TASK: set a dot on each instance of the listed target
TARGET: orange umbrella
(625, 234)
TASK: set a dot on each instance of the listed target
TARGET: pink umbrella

□ □ □ □

Write out the lines above again, putting "marker" wherever "dot" appears and leaving everything else unchanged.

## Result of the task
TASK: set a marker on each instance of the listed target
TARGET: orange umbrella
(625, 234)
TASK: set a marker on each instance of the listed target
TARGET: pink umbrella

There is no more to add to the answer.